> _Input records_

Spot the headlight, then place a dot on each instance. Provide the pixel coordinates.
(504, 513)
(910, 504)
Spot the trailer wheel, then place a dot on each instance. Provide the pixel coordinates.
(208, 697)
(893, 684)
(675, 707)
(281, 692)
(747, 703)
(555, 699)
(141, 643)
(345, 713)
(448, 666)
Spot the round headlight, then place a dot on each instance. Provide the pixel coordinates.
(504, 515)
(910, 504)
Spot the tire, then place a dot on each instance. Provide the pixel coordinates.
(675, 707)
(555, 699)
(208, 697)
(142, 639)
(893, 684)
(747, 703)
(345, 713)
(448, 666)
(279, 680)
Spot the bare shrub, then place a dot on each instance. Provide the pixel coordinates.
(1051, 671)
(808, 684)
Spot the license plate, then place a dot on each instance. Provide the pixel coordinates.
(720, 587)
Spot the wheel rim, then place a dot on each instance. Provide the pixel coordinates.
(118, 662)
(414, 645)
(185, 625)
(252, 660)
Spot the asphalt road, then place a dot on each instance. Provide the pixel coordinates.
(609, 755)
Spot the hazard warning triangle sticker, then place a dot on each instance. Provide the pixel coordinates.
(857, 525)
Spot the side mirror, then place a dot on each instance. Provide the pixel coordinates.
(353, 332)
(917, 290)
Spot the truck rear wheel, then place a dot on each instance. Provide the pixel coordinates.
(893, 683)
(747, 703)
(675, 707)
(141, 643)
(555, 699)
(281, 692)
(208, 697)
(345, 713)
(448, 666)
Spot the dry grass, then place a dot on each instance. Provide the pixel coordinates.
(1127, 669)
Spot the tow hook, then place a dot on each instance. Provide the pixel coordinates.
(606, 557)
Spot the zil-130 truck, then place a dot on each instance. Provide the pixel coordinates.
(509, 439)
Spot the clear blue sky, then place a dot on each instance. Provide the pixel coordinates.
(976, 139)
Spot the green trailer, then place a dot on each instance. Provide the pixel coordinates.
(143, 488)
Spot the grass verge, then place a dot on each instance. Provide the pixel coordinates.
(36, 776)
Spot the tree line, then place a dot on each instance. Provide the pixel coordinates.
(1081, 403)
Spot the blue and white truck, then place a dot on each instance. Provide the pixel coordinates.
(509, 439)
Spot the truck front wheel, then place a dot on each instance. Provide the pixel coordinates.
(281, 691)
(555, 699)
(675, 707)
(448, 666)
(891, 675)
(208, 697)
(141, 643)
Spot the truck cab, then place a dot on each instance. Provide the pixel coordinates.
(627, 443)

> _Work to be completed_
All records above must be set down exactly, please.

> _Finished task_
Spot the headlight, then place a dot on each instance. Provide the pixel coordinates.
(504, 513)
(910, 504)
Spot the trailer wheel, then place a dot on each instance. Provide the pixel coordinates.
(208, 697)
(893, 684)
(675, 707)
(281, 692)
(747, 703)
(555, 699)
(141, 643)
(345, 713)
(448, 666)
Spot the round headlight, then place a dot on each instance. Provide the pixel coordinates.
(504, 515)
(910, 504)
Spot the tire, then place a dot on each instance. Provide the pixel coordinates.
(675, 707)
(555, 699)
(208, 697)
(142, 639)
(893, 684)
(747, 703)
(345, 713)
(448, 666)
(279, 680)
Spot the bare shrub, then place a dot on each instance. Provide the pixel coordinates.
(1051, 671)
(808, 684)
Spot the license plate, then place a dot on each instance. Provide the pixel coordinates.
(720, 587)
Spot the wheel rim, then place a dot on each instance. Provide the pixel coordinates.
(118, 662)
(414, 645)
(185, 625)
(252, 660)
Spot the asphalt road, then place a dot on each instance. Provide the pixel coordinates.
(609, 755)
Spot the hazard warning triangle sticker, then place a dot on each instance. Provide the pixel coordinates.
(857, 525)
Spot the side mirror, then place a dot on each instance. Provide the pixel coordinates.
(353, 332)
(917, 290)
Spot the truck rear wheel, then place a dot on each instance. Provide the pixel coordinates.
(893, 683)
(747, 703)
(675, 707)
(141, 643)
(555, 699)
(281, 692)
(208, 697)
(345, 713)
(448, 666)
Spot the dry grass, then place a dot on each instance. Provide the pixel coordinates.
(1127, 669)
Spot the tow hook, then place a dot on each instance. Provide the pixel coordinates.
(606, 557)
Spot the zil-130 truck, then place a dot on each instance. Provide the pixel coordinates.
(509, 439)
Spot the clear blue sky, then place a dot on each instance. Provide the pixel coordinates.
(976, 139)
Spot the green trailer, then place a dot on each instance. Provide the pixel coordinates.
(143, 488)
Spot the grass verge, then place a dot on each instance. Provide the pixel coordinates.
(36, 776)
Spot the tree line, then place a dot on each instance. Provide the pixel coordinates.
(1081, 403)
Spot the blue and white truck, then place a dot on each instance. Provide the pixel coordinates.
(509, 439)
Spot the truck front wheel, then place a dot on each instance. Provide the pixel coordinates.
(281, 691)
(555, 699)
(675, 707)
(448, 666)
(891, 675)
(208, 697)
(141, 643)
Spot the truck cab, then place a dot on each instance. Provide the pixel coordinates.
(627, 443)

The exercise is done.